:: Set problem 1 ::
Show each line of the listing that contains the string "cloudy".
** Start Extract **
The Commens Dictionary

Quote from ‘Minute Logic: Chapter II. Prelogical Notions. Section I. Classification of the Sciences (Logic II)’


The first of these is Phenomenology, or the Doctrine of Categories, whose business it is to unravel the tangled skein [of] all that in any sense appears and wind it into distinct forms; or in other words, to make the ultimate analysis of all experiences the first task to which philosophy has to apply itself. It is a most difficult, perhaps the most difficult, of its tasks, demanding very peculiar powers of thought, the ability to seize clouds, vast and intangible, to set them in orderly array, to put them through their exercises. The mere reading of this sort of philosophy, the mere understanding of it, is not easy. Anything like a just appreciation of it has not been performed by many of those who have written books. Original work in this department, if it is to be real and hitherto unformulated truth, is – not to speak of whether it is difficult or not – one of those functions of growth which every man, perhaps, in some fashion exercises once, some even twice, but which it would be next to a miracle to perform a third time.
** End Extract **
** Start Working data **
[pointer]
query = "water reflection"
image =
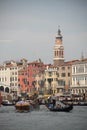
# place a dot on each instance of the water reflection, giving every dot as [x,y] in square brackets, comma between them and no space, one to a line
[43,119]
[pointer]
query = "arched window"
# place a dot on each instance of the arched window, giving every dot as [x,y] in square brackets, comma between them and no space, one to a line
[7,89]
[2,88]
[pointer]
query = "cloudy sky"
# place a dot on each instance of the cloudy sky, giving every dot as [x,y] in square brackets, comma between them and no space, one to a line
[28,29]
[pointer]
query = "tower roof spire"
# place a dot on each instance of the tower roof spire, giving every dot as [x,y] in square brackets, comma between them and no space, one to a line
[59,30]
[59,33]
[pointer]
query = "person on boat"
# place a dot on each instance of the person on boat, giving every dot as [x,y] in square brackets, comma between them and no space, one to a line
[54,100]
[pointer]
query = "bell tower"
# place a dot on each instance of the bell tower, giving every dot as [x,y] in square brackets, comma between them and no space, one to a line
[58,50]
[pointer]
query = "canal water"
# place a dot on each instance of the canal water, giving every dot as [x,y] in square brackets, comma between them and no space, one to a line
[43,119]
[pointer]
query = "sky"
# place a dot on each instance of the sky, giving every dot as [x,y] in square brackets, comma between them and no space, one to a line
[28,29]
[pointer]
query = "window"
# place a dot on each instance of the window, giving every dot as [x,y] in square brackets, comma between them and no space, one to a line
[68,74]
[63,74]
[63,68]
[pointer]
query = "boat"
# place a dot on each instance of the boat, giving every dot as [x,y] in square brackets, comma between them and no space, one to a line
[22,106]
[7,103]
[60,108]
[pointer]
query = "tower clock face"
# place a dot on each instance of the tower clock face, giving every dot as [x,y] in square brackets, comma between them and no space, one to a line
[58,42]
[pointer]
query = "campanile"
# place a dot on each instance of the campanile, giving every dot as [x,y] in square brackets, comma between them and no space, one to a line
[58,50]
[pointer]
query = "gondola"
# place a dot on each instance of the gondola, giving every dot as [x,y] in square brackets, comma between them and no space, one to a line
[65,108]
[22,106]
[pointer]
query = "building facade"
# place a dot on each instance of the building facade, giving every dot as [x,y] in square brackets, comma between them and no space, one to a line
[79,77]
[58,50]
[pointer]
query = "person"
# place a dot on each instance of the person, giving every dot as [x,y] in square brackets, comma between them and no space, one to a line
[54,100]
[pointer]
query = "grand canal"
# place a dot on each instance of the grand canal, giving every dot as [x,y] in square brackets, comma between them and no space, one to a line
[43,119]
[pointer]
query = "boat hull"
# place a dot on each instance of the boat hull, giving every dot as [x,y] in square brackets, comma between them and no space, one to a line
[66,108]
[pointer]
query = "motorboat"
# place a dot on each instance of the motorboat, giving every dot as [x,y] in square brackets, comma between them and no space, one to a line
[7,103]
[60,108]
[22,106]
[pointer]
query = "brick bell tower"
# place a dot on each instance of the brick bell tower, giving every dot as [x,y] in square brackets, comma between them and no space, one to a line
[58,50]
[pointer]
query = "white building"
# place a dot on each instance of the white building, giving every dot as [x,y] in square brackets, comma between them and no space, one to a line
[79,77]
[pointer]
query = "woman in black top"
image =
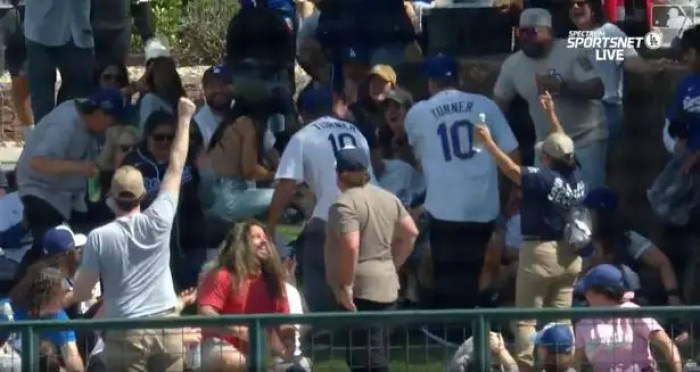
** End Working data **
:: Set problem 2 ::
Give a two-sentence summary of the passage on Phenomenology.

:: Written solution 1 ::
query = "cloudy sky"
# place a dot on each instance of the cloudy sky, giving every dot as [x,y] in square brackets, comma between them and no space, one to a line

:: Written solution 2 ::
Phenomenology, or the Doctrine of Categories, is meant to untangle everything that appears and sort it into distinct forms, making the ultimate analysis of all experiences the first task of philosophy. This is perhaps the most difficult of philosophy's tasks, hard even to read and understand, and original work in it is something a person might accomplish once or twice but almost never a third time.